* Directions for this task
Rewrite the records below with every "photo" switched to "image" and everything else left unchanged. Leave the pictures out of your answer.

____________

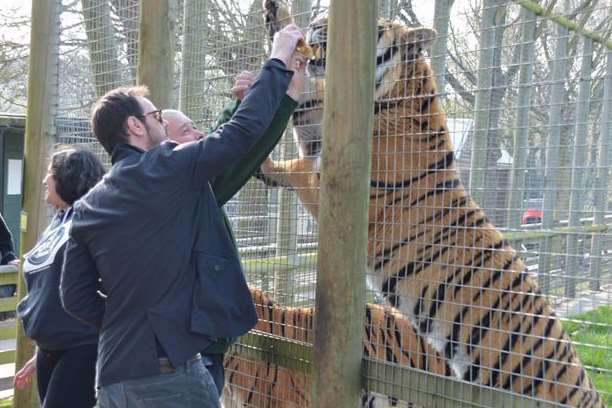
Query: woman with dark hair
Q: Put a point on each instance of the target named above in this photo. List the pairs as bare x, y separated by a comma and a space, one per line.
66, 348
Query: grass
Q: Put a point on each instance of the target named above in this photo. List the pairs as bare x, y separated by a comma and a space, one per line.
594, 329
592, 336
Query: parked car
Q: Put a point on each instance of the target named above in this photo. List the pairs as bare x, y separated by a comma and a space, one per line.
533, 212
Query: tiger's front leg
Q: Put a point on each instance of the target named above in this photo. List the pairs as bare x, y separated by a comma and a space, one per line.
300, 175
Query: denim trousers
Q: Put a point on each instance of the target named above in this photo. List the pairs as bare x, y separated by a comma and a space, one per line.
189, 386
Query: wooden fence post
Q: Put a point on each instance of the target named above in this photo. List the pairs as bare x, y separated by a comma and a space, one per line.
42, 100
347, 122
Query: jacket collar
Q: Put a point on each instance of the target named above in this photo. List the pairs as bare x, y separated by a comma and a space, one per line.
123, 150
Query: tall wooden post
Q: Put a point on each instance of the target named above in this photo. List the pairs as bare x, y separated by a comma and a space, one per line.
156, 51
42, 97
347, 130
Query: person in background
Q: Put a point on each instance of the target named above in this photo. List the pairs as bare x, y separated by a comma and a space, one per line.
152, 236
65, 358
182, 129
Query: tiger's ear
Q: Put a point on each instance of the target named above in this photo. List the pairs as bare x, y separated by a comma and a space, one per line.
418, 39
276, 16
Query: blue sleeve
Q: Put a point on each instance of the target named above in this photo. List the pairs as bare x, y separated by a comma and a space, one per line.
79, 285
230, 142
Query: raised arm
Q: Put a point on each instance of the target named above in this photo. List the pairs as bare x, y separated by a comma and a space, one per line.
224, 147
234, 177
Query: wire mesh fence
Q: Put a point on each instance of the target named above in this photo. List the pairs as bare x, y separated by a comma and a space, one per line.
489, 250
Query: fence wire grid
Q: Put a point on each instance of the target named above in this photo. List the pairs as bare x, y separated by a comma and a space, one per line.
518, 125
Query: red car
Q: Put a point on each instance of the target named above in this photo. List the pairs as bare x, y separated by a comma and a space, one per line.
532, 216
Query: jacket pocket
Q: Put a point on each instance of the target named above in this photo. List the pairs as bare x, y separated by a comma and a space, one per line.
222, 303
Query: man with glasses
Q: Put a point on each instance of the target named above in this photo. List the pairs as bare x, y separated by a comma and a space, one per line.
182, 129
152, 238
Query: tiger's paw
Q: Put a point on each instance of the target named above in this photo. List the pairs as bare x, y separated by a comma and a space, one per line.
276, 16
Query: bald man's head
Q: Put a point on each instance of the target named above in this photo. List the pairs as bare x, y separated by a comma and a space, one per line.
181, 129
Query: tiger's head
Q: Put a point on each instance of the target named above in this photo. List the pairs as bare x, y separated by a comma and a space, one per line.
403, 79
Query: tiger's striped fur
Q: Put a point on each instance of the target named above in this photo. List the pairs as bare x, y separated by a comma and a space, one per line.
434, 253
387, 336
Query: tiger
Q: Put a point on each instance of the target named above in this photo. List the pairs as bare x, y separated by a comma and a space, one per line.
387, 336
432, 251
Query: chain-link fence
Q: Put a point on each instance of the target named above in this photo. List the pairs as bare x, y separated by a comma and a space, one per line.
497, 122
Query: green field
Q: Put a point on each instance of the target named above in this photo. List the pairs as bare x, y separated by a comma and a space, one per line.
596, 330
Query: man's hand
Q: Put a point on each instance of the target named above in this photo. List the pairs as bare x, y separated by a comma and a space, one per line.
242, 83
285, 41
298, 65
24, 376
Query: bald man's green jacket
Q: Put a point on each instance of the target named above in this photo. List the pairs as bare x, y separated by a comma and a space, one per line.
228, 183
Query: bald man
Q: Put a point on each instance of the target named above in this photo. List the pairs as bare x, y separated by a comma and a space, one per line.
182, 129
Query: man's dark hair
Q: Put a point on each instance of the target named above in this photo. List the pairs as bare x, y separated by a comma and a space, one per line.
110, 113
75, 172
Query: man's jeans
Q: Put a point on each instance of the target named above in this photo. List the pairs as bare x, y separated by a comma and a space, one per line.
189, 386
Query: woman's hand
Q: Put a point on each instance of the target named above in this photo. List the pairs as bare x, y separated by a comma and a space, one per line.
24, 376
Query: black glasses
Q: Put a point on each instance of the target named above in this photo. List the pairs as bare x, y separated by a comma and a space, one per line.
157, 115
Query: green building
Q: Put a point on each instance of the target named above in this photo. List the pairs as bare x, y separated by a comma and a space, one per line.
12, 130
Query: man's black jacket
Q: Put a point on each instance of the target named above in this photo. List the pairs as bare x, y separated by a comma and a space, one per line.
154, 235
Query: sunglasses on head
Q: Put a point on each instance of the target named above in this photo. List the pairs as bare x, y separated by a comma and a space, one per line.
157, 115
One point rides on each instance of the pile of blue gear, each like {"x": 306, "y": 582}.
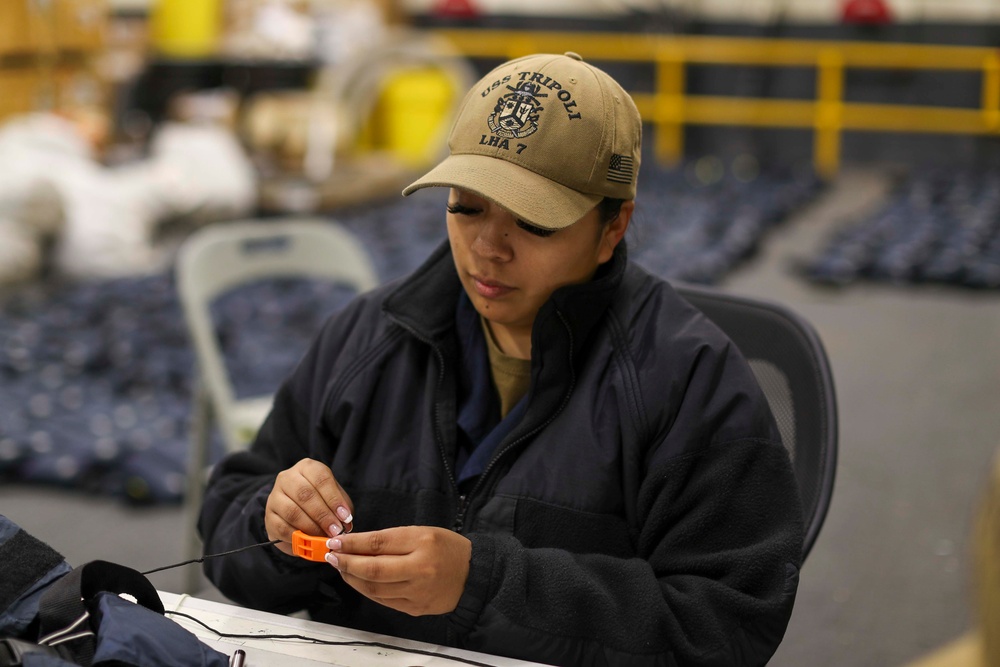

____________

* Result below
Query: woman with dark hair
Q: Put a point on each instance of the target named above in this image. List the pairs as bare x, y separated by a comma and a space, one per line.
66, 348
Query: grass
Q: Put a point on each instance of the target named above in this image. List the pairs as bare x, y separated by a comma and a space, one per line.
594, 329
592, 336
Query: parked car
Q: Put a point on each instance of the target named above in this image. List the pairs as bare x, y separated by a comma and a space, one per line.
533, 212
Query: tiger's front leg
Q: Put a point on each instance of the target named above in this image. List the pairs as bare x, y separated by a comma and a space, one per line.
300, 175
Query: denim trousers
Q: Put a point on each instance of the target named above in this image. List the pairs as bare x, y separated by a comma and a space, one per line.
189, 386
Query: wooden fence post
Q: Put a point on each instance of the target named above in this image. List the pairs as bare x, y separated by a comma and a space, one per line.
42, 100
347, 122
Query: jacket collar
Q: Put a point on each instance of the target named above in this image. List the pairs as bare x, y separated by a comma and a space, one per line.
123, 150
Query: tall wooden post
Q: Put a point on each instance of the target named above in this image. List the pairs as bare x, y separated by a comma and a space, one per line.
156, 51
42, 97
347, 130
Query: person in background
Q: Put a point on each instance of the target named above in this image. List the pairs as bare x, y separated by a comma and a space, one per line.
152, 236
65, 358
182, 129
Query: tiger's ear
Q: Put a point on each instance of the target named above in this image. List the pairs as bare x, y separated by a comma and a space, one per line.
418, 39
276, 16
Query: blue sleeve
Q: Put a point on each instance of the target named above in this image. List the pairs as bare x, y separated by a comma and a space, one per line.
79, 285
230, 142
Query: raised arm
Q: Put a point on each instance of the target named above in this image. List the pairs as bare x, y separated by a comma and a space, one per line.
224, 147
234, 177
Query: wire mesh fence
Q: Put a point on each instance of the target named above in this image. List the pairs as bare x, y separated by a comma and a space, one per line.
489, 250
Query: fence wire grid
Q: Put a point on each instance of the target named above in this image. List the pairs as bare x, y separated by a comma and a space, one per line.
518, 125
Query: red car
Q: Put a point on each instance of the target named above in this image. List the pairs as bare x, y separated by a comma and a space, one per line.
532, 216
Query: jacket pocket
Q: Put a point on each instance of the target named above in this image. List the pairs as bare x, y separated by a comma and a space, one per line.
222, 303
Query: man with glasses
Q: Put a point on each instance of the target named above in this image. List the pairs as bare x, y separated by a comma and a space, one per line.
182, 129
152, 238
Query: tiger's paw
Q: Put a point on each instance of the target named above in this image. List the pairs as bare x, y separated by a comma and a space, one per line.
276, 16
Query: bald man's head
Q: Put a point on each instance of the target named above in this image. List the pairs as bare x, y separated by a comma and a space, one per line.
181, 129
Query: tiger's head
Q: Put a point on each instance of the target named above in this image. List the pairs as bare x, y separated by a comma and a space, one per line.
403, 79
Query: tiger's striped fur
Q: Put a point on each instance of the target named above in this image. List the pairs as bare x, y separated by a comma and a space, one per line.
434, 253
387, 336
Query: tiger
Q: Put a point on each instance of the target named above in this image. List the pairs as bare x, y separated by a comma and a space, one per line.
387, 336
432, 251
Query: chain-link fence
Q: Put a point on each instance of the target named above in this image. List the pairs as bare x, y separated by a comma and a space, one per line.
497, 122
Query: green field
Q: Put a point on each instance of the target named above in this image. List the pairs as bare x, y separated by a comma and a space, one per line.
596, 330
Query: man's hand
Q: Put a point on each instance of the target named above in this image. List the pairs as bare x, y separated by a comma and a space, one per line.
242, 83
285, 41
298, 65
24, 376
Query: bald man's green jacket
Q: Put a point on each instance of the target named above in this image. List the pairs as bare x, y separated by a comma and a space, one per line.
228, 183
Query: bald man
Q: Put a point on each instance of the target named above in this image. List the pairs as bare x, y separated by a comma and a space, one per line.
182, 129
Query: man's dark hair
Q: Put a point on each instance of the target named above in this image. List the pairs as bare x, y separated by a comma and a space, one per line.
110, 113
75, 172
Query: man's jeans
Q: Put a point on each instance of the target named above in this image. List the pairs as bare x, y separated by a comma and a space, one per line.
189, 386
Query: woman's hand
Q: Put a point on each instance of the target named above in this image. List the pairs as bare x, y separated by a comma and a space, one per line.
24, 376
Query: black glasses
Q: Put a point on each instance of the target named above in this image. List the pairs as bare x, y separated by a comma and a space, one per line.
157, 115
Query: green building
Q: Put a point on each instance of the target named above in this image. List the pairs as bare x, y separated by a comma and a space, one per line.
12, 130
Query: man's black jacket
Q: Put a point on each instance of the target named above in this image. List the pairs as bare x, y separated by a comma and a space, one per line.
154, 235
Query: sunglasses on head
Q: Put a point on each instance of the target named above in this image. List the pairs as bare x, y separated by a comma and a space, one per line.
157, 115
One point rides on each instance of the pile of blue gear, each like {"x": 306, "y": 582}.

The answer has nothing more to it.